Exercise materials |
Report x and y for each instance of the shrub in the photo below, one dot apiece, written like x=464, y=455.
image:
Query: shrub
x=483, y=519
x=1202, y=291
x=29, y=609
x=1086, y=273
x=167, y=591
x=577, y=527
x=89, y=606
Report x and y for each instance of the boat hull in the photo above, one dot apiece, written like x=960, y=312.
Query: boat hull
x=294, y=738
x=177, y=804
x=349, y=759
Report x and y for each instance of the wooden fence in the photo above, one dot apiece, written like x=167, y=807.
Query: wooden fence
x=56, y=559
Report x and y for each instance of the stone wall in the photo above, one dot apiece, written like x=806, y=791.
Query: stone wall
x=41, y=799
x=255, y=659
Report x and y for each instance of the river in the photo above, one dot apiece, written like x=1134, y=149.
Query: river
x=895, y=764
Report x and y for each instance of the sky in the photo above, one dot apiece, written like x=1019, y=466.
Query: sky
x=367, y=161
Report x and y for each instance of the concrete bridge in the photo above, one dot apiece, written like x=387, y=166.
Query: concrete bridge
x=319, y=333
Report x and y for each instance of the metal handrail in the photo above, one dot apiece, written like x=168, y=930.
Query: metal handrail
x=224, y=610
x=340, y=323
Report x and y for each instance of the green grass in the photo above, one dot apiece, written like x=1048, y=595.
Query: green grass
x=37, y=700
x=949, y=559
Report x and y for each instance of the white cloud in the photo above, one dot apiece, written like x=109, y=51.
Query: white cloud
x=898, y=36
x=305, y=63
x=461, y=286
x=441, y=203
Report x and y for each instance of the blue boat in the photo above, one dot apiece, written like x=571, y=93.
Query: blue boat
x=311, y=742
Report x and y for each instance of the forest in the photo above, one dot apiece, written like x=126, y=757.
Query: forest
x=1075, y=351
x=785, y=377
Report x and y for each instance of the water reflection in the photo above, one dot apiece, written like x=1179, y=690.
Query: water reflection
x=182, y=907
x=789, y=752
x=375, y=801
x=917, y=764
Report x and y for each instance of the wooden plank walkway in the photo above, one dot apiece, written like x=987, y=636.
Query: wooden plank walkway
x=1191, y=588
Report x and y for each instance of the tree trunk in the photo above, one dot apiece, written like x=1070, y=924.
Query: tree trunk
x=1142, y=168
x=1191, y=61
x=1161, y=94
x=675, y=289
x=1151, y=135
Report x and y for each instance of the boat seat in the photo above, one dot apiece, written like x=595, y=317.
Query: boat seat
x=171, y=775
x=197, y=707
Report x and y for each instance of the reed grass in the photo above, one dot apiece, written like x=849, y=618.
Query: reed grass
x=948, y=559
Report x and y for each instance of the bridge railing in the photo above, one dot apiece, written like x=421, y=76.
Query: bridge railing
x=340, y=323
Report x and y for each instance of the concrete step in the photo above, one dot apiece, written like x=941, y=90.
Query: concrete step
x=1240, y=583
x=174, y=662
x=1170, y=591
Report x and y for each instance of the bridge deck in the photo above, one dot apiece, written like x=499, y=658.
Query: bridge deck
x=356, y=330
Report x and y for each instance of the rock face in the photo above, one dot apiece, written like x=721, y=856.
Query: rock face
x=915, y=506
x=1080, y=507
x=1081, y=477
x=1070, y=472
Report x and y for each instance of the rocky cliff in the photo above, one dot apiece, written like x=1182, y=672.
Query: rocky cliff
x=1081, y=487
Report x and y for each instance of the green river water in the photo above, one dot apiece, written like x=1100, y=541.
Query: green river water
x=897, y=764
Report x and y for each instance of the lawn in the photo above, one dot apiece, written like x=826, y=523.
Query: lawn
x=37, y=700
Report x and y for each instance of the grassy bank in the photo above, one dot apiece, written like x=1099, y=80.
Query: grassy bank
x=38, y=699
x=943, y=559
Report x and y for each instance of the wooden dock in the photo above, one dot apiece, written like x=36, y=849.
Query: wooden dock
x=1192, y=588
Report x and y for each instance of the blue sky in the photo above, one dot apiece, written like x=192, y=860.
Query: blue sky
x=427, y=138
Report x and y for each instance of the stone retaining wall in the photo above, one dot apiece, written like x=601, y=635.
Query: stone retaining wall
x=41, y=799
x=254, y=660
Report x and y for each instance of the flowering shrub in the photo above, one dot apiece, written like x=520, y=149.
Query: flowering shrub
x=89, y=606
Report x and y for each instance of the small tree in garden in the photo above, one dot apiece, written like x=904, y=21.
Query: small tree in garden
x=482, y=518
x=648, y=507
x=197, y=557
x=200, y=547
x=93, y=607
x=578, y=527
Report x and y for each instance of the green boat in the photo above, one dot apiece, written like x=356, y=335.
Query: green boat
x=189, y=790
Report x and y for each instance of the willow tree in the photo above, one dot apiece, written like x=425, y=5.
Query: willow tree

Do this | Rewrite the part of the rows that opens with the line containing "Report x and y for each instance of the sky" and closes with the line containing "x=785, y=377", both lines included, replacing "concrete bridge" with "stone bridge" and leaving everything else unchanged.

Exercise output |
Report x and y for each instance of the sky in the photo above, one dot apiece, written like x=1019, y=466.
Query: sky
x=367, y=161
Report x and y for each instance of the stone bridge in the photo above, one dot apiece, written like x=387, y=166.
Query: stone bridge
x=319, y=333
Report x and y for each instance of the metal handrail in the photo above, one dot apiece, written like x=168, y=930.
Query: metal handrail
x=224, y=610
x=340, y=323
Report x and y for each instance of the green grass in the photo above, one dot apiece, written like x=1048, y=595.
Query: green grass
x=37, y=700
x=949, y=559
Report x and y for each instance of the white cloud in the photo above, one dot apiece, written like x=109, y=51.
Query: white cloud
x=898, y=36
x=305, y=63
x=461, y=286
x=441, y=203
Report x and y for each instance of the blue boat in the photo above, one dot apiece, written like x=571, y=93.
Query: blue boat
x=311, y=742
Report x and y for each instance of the forest in the photo above, one dot apiece, written like x=126, y=757.
Query: forest
x=1075, y=351
x=785, y=377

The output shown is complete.